* WHAT YOU ARE ASKED TO DO:
Extract every line of the data below without changing a character, and leave the pictures out of your copy.

--*--

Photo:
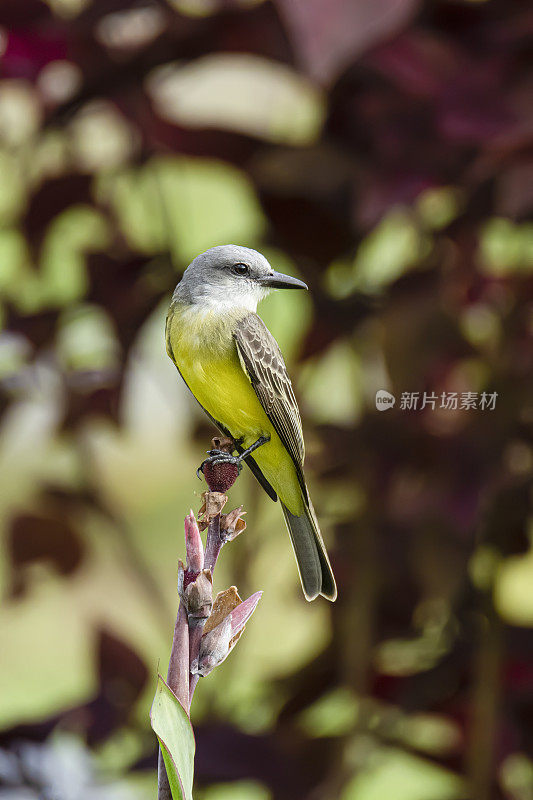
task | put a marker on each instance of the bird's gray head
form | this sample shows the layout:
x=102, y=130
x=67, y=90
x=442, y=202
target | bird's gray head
x=230, y=276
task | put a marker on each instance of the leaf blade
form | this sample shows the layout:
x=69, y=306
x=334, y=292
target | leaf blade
x=171, y=724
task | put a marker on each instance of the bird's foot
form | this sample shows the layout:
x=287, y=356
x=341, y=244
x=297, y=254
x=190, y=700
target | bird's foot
x=219, y=457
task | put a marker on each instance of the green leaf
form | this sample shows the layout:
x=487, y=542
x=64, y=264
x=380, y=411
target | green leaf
x=172, y=727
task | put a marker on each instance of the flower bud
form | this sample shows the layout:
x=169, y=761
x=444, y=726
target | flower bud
x=218, y=642
x=197, y=596
x=232, y=524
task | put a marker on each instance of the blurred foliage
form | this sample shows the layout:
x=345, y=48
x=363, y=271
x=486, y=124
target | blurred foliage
x=382, y=151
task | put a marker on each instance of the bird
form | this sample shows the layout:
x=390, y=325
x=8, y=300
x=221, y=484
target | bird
x=234, y=368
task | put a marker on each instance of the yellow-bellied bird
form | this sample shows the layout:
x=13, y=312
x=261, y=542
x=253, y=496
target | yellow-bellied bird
x=234, y=368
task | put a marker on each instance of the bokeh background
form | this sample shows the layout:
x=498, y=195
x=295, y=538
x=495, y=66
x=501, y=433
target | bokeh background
x=379, y=150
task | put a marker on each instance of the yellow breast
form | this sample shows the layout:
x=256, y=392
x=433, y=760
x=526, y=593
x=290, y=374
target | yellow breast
x=202, y=346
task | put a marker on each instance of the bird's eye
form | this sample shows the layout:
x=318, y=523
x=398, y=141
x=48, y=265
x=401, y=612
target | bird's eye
x=240, y=269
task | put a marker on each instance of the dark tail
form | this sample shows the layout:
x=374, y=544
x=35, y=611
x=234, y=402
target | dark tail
x=313, y=564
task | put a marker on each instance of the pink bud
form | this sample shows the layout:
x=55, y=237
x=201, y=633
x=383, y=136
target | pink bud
x=218, y=642
x=242, y=613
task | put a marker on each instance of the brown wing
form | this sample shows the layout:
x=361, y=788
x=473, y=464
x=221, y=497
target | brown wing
x=262, y=359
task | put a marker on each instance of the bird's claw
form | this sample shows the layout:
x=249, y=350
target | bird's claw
x=219, y=457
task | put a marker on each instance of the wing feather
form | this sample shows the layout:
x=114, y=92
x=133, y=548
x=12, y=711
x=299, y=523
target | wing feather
x=264, y=364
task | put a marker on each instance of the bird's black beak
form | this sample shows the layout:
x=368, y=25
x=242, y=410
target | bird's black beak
x=277, y=280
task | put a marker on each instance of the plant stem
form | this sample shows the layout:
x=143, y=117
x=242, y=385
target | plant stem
x=213, y=544
x=178, y=681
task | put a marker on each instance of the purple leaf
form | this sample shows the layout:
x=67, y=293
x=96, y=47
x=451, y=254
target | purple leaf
x=328, y=35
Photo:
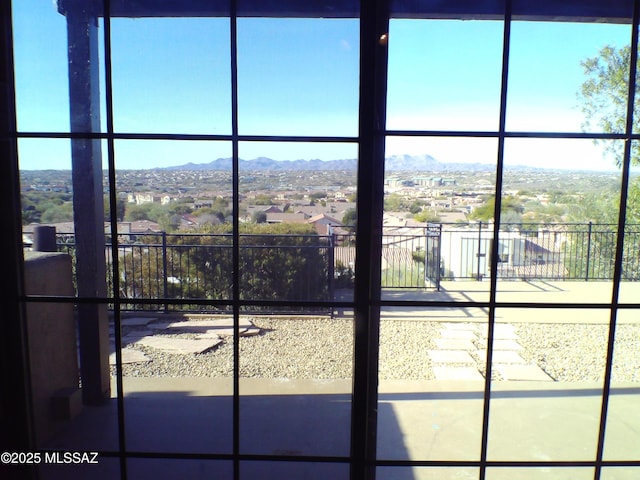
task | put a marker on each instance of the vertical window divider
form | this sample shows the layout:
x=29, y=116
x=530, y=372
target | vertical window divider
x=495, y=244
x=233, y=32
x=622, y=212
x=16, y=393
x=113, y=217
x=374, y=23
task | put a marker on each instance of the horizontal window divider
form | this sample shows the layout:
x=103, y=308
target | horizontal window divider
x=297, y=138
x=227, y=456
x=185, y=136
x=487, y=304
x=506, y=463
x=510, y=134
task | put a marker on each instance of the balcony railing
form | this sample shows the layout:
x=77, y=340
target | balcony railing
x=316, y=268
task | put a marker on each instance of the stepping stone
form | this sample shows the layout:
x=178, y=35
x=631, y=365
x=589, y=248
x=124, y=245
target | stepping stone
x=504, y=331
x=450, y=356
x=504, y=356
x=458, y=334
x=250, y=332
x=454, y=344
x=179, y=345
x=460, y=326
x=136, y=335
x=224, y=325
x=506, y=345
x=457, y=373
x=129, y=355
x=522, y=372
x=215, y=333
x=136, y=321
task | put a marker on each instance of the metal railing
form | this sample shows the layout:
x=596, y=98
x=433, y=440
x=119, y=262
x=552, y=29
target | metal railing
x=315, y=267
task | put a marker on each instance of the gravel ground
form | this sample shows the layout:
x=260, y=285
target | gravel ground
x=322, y=348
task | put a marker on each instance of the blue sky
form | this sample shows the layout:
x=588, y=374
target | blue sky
x=300, y=77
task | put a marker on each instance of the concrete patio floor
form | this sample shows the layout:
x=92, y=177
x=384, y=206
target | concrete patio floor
x=428, y=420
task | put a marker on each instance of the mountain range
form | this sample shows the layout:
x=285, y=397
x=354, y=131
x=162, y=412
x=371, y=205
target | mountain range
x=414, y=163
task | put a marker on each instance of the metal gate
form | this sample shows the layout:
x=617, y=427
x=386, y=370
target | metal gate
x=432, y=260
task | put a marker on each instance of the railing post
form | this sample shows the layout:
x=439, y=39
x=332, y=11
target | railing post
x=331, y=259
x=164, y=271
x=589, y=231
x=439, y=259
x=479, y=253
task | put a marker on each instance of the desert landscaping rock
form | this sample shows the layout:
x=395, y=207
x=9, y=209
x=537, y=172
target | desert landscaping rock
x=457, y=373
x=179, y=345
x=136, y=321
x=129, y=355
x=322, y=348
x=453, y=344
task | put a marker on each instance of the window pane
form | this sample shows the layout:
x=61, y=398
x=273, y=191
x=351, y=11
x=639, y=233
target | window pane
x=558, y=222
x=434, y=235
x=426, y=473
x=176, y=221
x=308, y=470
x=431, y=384
x=620, y=473
x=177, y=376
x=172, y=468
x=299, y=368
x=546, y=390
x=311, y=89
x=444, y=75
x=623, y=416
x=171, y=75
x=42, y=67
x=533, y=473
x=630, y=257
x=546, y=74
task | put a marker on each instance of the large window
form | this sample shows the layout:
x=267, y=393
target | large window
x=389, y=240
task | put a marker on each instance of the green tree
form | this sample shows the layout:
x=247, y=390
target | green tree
x=350, y=218
x=603, y=98
x=510, y=212
x=259, y=217
x=58, y=213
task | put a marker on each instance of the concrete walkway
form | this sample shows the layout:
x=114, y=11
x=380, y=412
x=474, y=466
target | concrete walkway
x=430, y=420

--*--

* EXPECTED ANSWER:
Photo:
task | put a marker on each instance of the bird's gray head
form | this sample shows the layout:
x=102, y=130
x=67, y=90
x=442, y=202
target | bird's gray head
x=230, y=276
task | put a marker on each instance of the leaf blade
form | this sample shows the layout:
x=69, y=306
x=334, y=292
target | leaf blade
x=171, y=724
task | put a marker on each instance of the bird's foot
form | this sample shows the layout:
x=287, y=356
x=341, y=244
x=297, y=254
x=190, y=700
target | bird's foot
x=219, y=457
task | put a marker on each instance of the green leaf
form | this sample shows the layout:
x=487, y=542
x=64, y=264
x=380, y=411
target | green leaf
x=172, y=727
task | put a marker on each instance of the flower bud
form | this sample shows the layout:
x=169, y=761
x=444, y=726
target | flower bud
x=218, y=642
x=197, y=596
x=232, y=524
task | put a marker on each instance of the blurred foliage
form | this sample shows the layout:
x=345, y=48
x=363, y=271
x=486, y=124
target | blurred foliage
x=382, y=151
task | put a marker on each instance of the bird
form | this sample shows the layout:
x=390, y=325
x=8, y=300
x=221, y=484
target | bird
x=234, y=368
task | put a marker on each instance of the yellow-bellied bird
form | this sample shows the layout:
x=13, y=312
x=261, y=542
x=253, y=496
target | yellow-bellied bird
x=234, y=368
task | put a marker on each instance of the bokeh background
form | this sample shows the layout:
x=498, y=195
x=295, y=538
x=495, y=66
x=501, y=433
target | bokeh background
x=379, y=150
task | put a marker on each instance of the yellow breast
form | this sample shows the layout:
x=256, y=392
x=433, y=760
x=526, y=593
x=290, y=374
target | yellow breast
x=202, y=346
task | put a marker on each instance of the bird's eye
form | this sample shows the layout:
x=318, y=523
x=398, y=141
x=48, y=265
x=401, y=612
target | bird's eye
x=240, y=269
task | put a marker on each instance of the dark tail
form | this sample shows the layout:
x=374, y=544
x=35, y=611
x=234, y=402
target | dark tail
x=313, y=564
task | put a marker on each instance of the pink bud
form | this sample shows the layout:
x=55, y=237
x=201, y=633
x=383, y=136
target | pink bud
x=218, y=642
x=242, y=613
task | put a marker on each instance of the brown wing
form | this sample shows the layout:
x=361, y=788
x=473, y=464
x=221, y=497
target | brown wing
x=262, y=359
task | put a marker on each instance of the bird's claw
form | this sample shows the layout:
x=249, y=350
target | bird's claw
x=219, y=457
task | put a marker on each instance of the wing feather
form | this sample shows the layout:
x=114, y=92
x=133, y=548
x=12, y=711
x=299, y=523
target | wing feather
x=264, y=364
task | put a marker on each instance of the bird's black beak
form | this sample shows the layout:
x=368, y=25
x=242, y=410
target | bird's black beak
x=277, y=280
task | put a marker on each instance of the plant stem
form | this sample shows the layout:
x=143, y=117
x=242, y=385
target | plant stem
x=213, y=544
x=178, y=681
task | put a marker on each instance of the purple leaf
form | this sample shows the layout:
x=67, y=293
x=96, y=47
x=451, y=254
target | purple leaf
x=328, y=35
Photo:
task | put a marker on each instance of the vertical window divider
form | this sample shows the layout:
x=29, y=116
x=530, y=372
target | vertical window divider
x=495, y=244
x=233, y=32
x=622, y=212
x=16, y=393
x=113, y=217
x=374, y=23
task | put a marker on each instance of the horizontal window divider
form | this sample shows the layout:
x=103, y=308
target | horizontal window divider
x=297, y=138
x=227, y=456
x=185, y=136
x=487, y=304
x=506, y=463
x=510, y=134
task | put a marker on each instance of the balcony railing
form | this sample shows the layout:
x=77, y=340
target | balcony railing
x=316, y=268
task | put a marker on each instance of the stepping stone
form | this sample shows the layout:
x=178, y=35
x=631, y=365
x=589, y=248
x=124, y=245
target | stepping stone
x=504, y=331
x=450, y=356
x=504, y=356
x=458, y=334
x=250, y=332
x=454, y=344
x=179, y=345
x=460, y=326
x=136, y=335
x=224, y=325
x=506, y=345
x=457, y=373
x=129, y=355
x=522, y=372
x=215, y=333
x=136, y=321
task | put a marker on each instance of the metal railing
form | this sample shows the layout:
x=596, y=98
x=433, y=440
x=119, y=262
x=552, y=29
target | metal railing
x=315, y=267
task | put a marker on each instance of the gravel ground
form | this sample shows the layout:
x=260, y=285
target | gravel ground
x=322, y=348
task | put a marker on each instance of the blue sky
form | this sample shows the layout:
x=588, y=374
target | blue sky
x=300, y=77
task | put a marker on each instance of the concrete patio floor
form | this sample shows the layout:
x=92, y=177
x=384, y=206
target | concrete patio floor
x=428, y=420
task | put a marker on each instance of the mountain range
form | this sample shows the layout:
x=285, y=397
x=354, y=131
x=162, y=412
x=371, y=205
target | mountain range
x=414, y=163
task | put a marker on each instance of the metal gate
form | this sample shows the layout:
x=617, y=427
x=386, y=370
target | metal gate
x=432, y=260
task | put a marker on each instance of the railing post
form | this sample shows the layout:
x=439, y=39
x=332, y=11
target | railing post
x=331, y=259
x=164, y=271
x=589, y=231
x=439, y=259
x=479, y=253
task | put a marker on each instance of the desert landscaping rock
form | this sample shows the layout:
x=395, y=207
x=9, y=209
x=537, y=172
target | desert landscaping rock
x=457, y=373
x=179, y=345
x=136, y=321
x=129, y=355
x=322, y=348
x=453, y=344
task | put a marker on each instance of the window pane
form | this sample shows the layout:
x=61, y=398
x=273, y=191
x=351, y=11
x=639, y=233
target | window pane
x=558, y=222
x=434, y=235
x=426, y=473
x=176, y=221
x=308, y=470
x=431, y=384
x=620, y=473
x=177, y=376
x=172, y=468
x=299, y=368
x=546, y=390
x=311, y=89
x=444, y=75
x=623, y=416
x=171, y=75
x=42, y=67
x=533, y=473
x=630, y=257
x=546, y=74
task | put a marker on each instance of the large window
form | this sample shows the layout:
x=267, y=393
target | large window
x=389, y=240
task | put a marker on each instance of the green tree
form | this sample shows the layout:
x=247, y=390
target | green tree
x=350, y=218
x=603, y=98
x=510, y=212
x=259, y=217
x=58, y=213
task | put a marker on each instance of the concrete walkway
form | this sample shows the layout:
x=114, y=11
x=380, y=412
x=474, y=466
target | concrete walkway
x=430, y=420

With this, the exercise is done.